◆ Excerpted passage ◆
+--

Employees also generally lack protection when discussing matters unrelated to work, such as personal views on topics in the news. For example, CBS fired an employee for posting that she had no sympathy for the victims of a mass shooting at a country music concert in Las Vegas because “country music fans are often republican gun toters.”

Some states have enacted laws that prohibit political discrimination, which could apply to protect employees who voice their political views on social media. Whether these protections apply will depend on what state the employee works.

Employers may also discipline employees for overly offensive speech that inhibits the employer’s ability to comply with laws against discrimination. For example, Google recently fired an employee for stating on an internal messaging platform that women are underrepresented in tech because of inherent biological differences between men and women. The employee brought a claim with the NLRB, which dismissed the claim reasoning that the employee’s speech was unprotected because of its offensive nature and because Google had a responsibility to protect its female employees from a hostile work environment where sex discrimination is tolerated.


Does the First Amendment protect you when posting to social media?

You may be asking, what about the First Amendment – I thought that protected my right to freedom of speech? The Constitution only protects against government action, and so the First Amendment is unlikely to protect you if you are employed by a private company. However, if you work for a government employer, the First Amendment may offer you limited protections.

+--

(Source records)
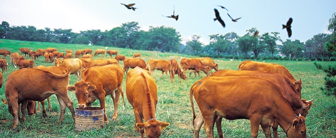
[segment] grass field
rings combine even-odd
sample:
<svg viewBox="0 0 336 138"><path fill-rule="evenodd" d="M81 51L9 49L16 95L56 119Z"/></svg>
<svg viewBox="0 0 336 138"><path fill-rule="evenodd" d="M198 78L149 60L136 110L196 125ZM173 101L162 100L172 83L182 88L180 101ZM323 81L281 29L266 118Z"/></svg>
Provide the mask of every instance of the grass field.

+--

◆ Exercise directions ◆
Please extract the stretch from "Employees also generally" through "the employee works." in the excerpt on employee speech, copying it word for word. The items above are separate material, unconnected to the excerpt on employee speech.

◆ Exercise result ◆
Employees also generally lack protection when discussing matters unrelated to work, such as personal views on topics in the news. For example, CBS fired an employee for posting that she had no sympathy for the victims of a mass shooting at a country music concert in Las Vegas because “country music fans are often republican gun toters.”

Some states have enacted laws that prohibit political discrimination, which could apply to protect employees who voice their political views on social media. Whether these protections apply will depend on what state the employee works.